Rewrite the lines below as a numbered list, starting at the line containing "Where can you spot the black trousers" and ending at the last line of the items, with any blank lines left out.

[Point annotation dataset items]
··········

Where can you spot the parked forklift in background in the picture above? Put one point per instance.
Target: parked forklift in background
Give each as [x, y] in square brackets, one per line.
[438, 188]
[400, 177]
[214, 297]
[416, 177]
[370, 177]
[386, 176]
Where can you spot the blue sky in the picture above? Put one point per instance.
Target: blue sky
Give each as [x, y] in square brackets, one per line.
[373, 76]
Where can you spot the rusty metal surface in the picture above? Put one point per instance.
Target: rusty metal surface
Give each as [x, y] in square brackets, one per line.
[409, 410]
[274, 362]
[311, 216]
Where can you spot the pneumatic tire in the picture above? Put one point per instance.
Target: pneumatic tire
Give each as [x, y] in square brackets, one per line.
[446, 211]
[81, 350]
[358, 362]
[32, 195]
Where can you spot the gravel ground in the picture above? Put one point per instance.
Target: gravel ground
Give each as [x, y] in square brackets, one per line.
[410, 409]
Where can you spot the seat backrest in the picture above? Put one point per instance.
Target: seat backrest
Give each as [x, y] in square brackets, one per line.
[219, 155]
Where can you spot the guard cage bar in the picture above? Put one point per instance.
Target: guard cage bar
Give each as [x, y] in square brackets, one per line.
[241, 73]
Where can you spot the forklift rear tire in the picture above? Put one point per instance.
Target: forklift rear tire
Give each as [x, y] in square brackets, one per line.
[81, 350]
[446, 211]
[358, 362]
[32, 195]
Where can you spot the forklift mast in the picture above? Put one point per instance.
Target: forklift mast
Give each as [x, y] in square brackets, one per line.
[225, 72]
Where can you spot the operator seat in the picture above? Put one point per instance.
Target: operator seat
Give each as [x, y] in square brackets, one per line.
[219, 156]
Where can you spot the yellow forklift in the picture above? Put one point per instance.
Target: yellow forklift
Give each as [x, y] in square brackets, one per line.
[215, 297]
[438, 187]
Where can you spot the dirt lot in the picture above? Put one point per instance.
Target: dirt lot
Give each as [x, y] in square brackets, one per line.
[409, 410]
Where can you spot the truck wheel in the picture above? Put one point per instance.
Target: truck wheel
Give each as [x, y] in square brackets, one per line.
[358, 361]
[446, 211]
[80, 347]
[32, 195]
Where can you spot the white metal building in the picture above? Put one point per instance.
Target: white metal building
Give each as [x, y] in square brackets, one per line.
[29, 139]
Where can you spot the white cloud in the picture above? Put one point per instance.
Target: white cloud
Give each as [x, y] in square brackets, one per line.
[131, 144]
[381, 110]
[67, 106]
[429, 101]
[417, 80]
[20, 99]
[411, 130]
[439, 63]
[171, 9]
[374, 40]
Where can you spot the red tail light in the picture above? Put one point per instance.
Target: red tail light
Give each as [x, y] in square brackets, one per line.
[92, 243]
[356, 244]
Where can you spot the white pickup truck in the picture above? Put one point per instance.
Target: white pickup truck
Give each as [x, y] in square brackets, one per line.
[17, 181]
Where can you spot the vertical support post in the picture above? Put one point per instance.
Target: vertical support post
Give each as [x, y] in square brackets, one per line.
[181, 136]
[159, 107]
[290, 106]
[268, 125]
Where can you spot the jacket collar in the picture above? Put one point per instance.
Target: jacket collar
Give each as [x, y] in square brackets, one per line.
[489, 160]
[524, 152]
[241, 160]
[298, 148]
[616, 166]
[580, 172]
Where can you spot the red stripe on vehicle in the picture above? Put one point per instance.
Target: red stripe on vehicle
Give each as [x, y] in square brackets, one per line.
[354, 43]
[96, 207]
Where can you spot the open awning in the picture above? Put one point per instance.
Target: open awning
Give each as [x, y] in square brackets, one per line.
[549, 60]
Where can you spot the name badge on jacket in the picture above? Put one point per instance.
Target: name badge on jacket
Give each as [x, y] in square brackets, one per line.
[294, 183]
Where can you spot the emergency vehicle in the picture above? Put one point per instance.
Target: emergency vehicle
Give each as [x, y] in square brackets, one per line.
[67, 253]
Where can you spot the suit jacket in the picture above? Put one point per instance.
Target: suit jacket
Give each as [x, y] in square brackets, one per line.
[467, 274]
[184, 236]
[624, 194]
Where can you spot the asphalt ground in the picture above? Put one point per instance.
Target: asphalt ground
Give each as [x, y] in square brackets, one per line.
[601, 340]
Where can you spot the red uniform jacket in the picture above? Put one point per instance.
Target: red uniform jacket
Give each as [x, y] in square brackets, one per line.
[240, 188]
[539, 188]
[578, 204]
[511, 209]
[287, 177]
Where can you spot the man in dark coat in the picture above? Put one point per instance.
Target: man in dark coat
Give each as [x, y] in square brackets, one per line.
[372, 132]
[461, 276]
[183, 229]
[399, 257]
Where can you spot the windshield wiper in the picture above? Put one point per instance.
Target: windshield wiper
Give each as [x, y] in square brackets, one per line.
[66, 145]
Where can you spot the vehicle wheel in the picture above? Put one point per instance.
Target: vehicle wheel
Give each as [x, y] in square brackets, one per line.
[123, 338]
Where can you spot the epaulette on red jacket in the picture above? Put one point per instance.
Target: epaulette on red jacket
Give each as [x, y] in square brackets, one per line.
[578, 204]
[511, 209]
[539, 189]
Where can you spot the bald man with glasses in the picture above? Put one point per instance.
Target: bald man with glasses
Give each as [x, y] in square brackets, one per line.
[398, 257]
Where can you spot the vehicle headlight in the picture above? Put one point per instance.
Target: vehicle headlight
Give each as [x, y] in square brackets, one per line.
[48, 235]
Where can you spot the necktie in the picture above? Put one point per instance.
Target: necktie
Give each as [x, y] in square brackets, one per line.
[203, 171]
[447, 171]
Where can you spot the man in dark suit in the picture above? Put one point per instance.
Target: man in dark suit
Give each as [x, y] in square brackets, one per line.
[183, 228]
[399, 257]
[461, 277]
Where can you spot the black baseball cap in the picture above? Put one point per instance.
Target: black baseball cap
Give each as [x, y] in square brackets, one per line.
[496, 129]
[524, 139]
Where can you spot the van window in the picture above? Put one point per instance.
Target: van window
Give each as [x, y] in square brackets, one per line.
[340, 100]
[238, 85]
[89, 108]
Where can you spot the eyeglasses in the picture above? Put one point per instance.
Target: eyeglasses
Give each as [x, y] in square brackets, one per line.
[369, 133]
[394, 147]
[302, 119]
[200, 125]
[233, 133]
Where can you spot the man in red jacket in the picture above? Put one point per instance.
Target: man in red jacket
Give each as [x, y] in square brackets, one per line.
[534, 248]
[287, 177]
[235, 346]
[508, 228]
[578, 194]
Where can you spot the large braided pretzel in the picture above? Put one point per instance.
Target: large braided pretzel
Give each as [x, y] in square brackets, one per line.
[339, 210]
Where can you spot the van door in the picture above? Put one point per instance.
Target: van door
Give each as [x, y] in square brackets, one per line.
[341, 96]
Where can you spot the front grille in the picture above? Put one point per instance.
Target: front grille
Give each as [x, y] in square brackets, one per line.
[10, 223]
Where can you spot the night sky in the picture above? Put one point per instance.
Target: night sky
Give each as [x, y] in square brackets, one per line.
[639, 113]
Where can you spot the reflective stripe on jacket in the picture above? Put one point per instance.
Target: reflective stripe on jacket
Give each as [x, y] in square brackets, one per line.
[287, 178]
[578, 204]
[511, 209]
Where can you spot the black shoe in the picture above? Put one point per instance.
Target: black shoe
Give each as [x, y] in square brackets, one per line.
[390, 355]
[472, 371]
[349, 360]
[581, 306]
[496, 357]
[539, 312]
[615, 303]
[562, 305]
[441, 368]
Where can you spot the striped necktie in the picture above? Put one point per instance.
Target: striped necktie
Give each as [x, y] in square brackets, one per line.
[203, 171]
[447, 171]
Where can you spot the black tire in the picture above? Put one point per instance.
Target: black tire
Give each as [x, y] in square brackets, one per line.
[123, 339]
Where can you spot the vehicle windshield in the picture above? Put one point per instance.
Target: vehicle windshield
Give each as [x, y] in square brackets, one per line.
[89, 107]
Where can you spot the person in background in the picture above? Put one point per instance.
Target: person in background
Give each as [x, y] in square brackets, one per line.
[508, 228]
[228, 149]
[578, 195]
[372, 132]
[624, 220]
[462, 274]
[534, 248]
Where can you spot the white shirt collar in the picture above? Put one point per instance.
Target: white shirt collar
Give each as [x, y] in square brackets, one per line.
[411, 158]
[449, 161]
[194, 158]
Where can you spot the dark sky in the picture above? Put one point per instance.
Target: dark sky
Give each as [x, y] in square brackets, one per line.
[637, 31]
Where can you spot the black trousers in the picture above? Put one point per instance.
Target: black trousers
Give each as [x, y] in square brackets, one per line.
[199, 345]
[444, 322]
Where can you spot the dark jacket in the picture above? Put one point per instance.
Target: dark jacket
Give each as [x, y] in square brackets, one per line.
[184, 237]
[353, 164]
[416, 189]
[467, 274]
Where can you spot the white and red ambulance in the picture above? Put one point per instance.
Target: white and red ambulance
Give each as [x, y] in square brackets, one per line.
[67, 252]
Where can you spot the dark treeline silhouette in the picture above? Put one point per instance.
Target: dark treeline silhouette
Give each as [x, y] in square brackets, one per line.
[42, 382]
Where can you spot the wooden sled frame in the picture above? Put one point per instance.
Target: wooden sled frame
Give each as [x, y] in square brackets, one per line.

··········

◆ **Answer in full**:
1. Where can you spot the black trousers in the picture above? Put one point per instance.
2. Target: black trousers
3. Give each as [x, y] in square brackets, one per line.
4. [199, 345]
5. [444, 322]
6. Where can you spot the dark jacket in the picture above? Put one point per instance.
7. Target: dark jacket
8. Give each as [x, y] in square brackets, one per line.
9. [184, 237]
10. [353, 164]
11. [416, 189]
12. [467, 274]
13. Where can you spot the white and red ambulance in the picture above? Put one point per instance.
14. Target: white and red ambulance
15. Give each as [x, y] in square brackets, one per line.
16. [67, 252]
17. Where can you spot the dark treeline silhouette in the picture above? Put one point per instance.
18. Target: dark treeline silhouette
19. Give each as [x, y] in square brackets, one per line.
20. [42, 382]
21. Where can you spot the wooden sled frame in the picture above? Put one point per instance.
22. Target: wooden sled frame
23. Give each as [x, y] in square brackets, one per line.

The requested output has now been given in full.